[Source records Boundary: Start]

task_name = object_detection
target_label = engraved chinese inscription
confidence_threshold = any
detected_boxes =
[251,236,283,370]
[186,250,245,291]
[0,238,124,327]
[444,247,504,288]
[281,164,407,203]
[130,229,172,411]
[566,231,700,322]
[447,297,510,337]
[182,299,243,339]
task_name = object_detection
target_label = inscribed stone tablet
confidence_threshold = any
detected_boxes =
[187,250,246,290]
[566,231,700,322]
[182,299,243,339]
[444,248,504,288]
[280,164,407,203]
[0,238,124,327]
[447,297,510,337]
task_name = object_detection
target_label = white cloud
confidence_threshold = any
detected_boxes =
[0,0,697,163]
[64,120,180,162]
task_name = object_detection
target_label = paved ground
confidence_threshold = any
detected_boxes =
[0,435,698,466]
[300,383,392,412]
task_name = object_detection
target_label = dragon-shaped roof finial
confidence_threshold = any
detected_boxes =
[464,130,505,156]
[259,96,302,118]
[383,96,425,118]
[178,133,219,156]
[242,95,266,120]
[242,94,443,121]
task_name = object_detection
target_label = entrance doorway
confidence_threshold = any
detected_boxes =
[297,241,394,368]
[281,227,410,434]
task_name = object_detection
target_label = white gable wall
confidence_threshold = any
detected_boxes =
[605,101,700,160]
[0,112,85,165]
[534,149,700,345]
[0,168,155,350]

[Source records Boundary: End]

=== Task prompt ===
Please return all of the entries above, exactly and completely.

=== Result for this exercise ===
task_name = object_detection
target_label = engraved chinese inscription
confidence_threshold = any
detected_boxes =
[251,236,283,370]
[186,250,245,291]
[0,238,124,327]
[444,247,504,288]
[281,164,407,203]
[130,229,172,411]
[566,231,700,322]
[447,297,510,337]
[182,299,243,339]
task_name = object_detection
target_label = inscribed stone tablet
confidence_threshold = any
detected_boxes =
[187,250,246,290]
[566,231,700,322]
[182,299,243,339]
[444,248,504,288]
[280,164,407,203]
[0,238,124,327]
[447,297,510,337]
task_name = object_detection
target_label = white cloud
confidence_threshold = any
detected_boxes =
[0,0,697,163]
[64,120,180,162]
task_name = object_detection
target_label = paved ground
confidence_threshold = any
detected_boxes =
[0,435,698,466]
[300,383,392,412]
task_name = object_detection
target_label = dragon-shaped roof finial
confidence_threshold = any
detected_boxes =
[464,130,505,156]
[259,96,302,118]
[383,96,425,118]
[178,133,219,156]
[242,95,266,120]
[242,94,443,121]
task_name = object_detection
target_label = entrance doorway
confidence_threshold = any
detected_boxes =
[297,241,394,368]
[281,227,410,434]
task_name = object_detection
target_label = white gable wall
confidence_threshold = any
detected_boxes =
[605,101,700,160]
[0,112,85,165]
[534,149,700,345]
[0,168,155,350]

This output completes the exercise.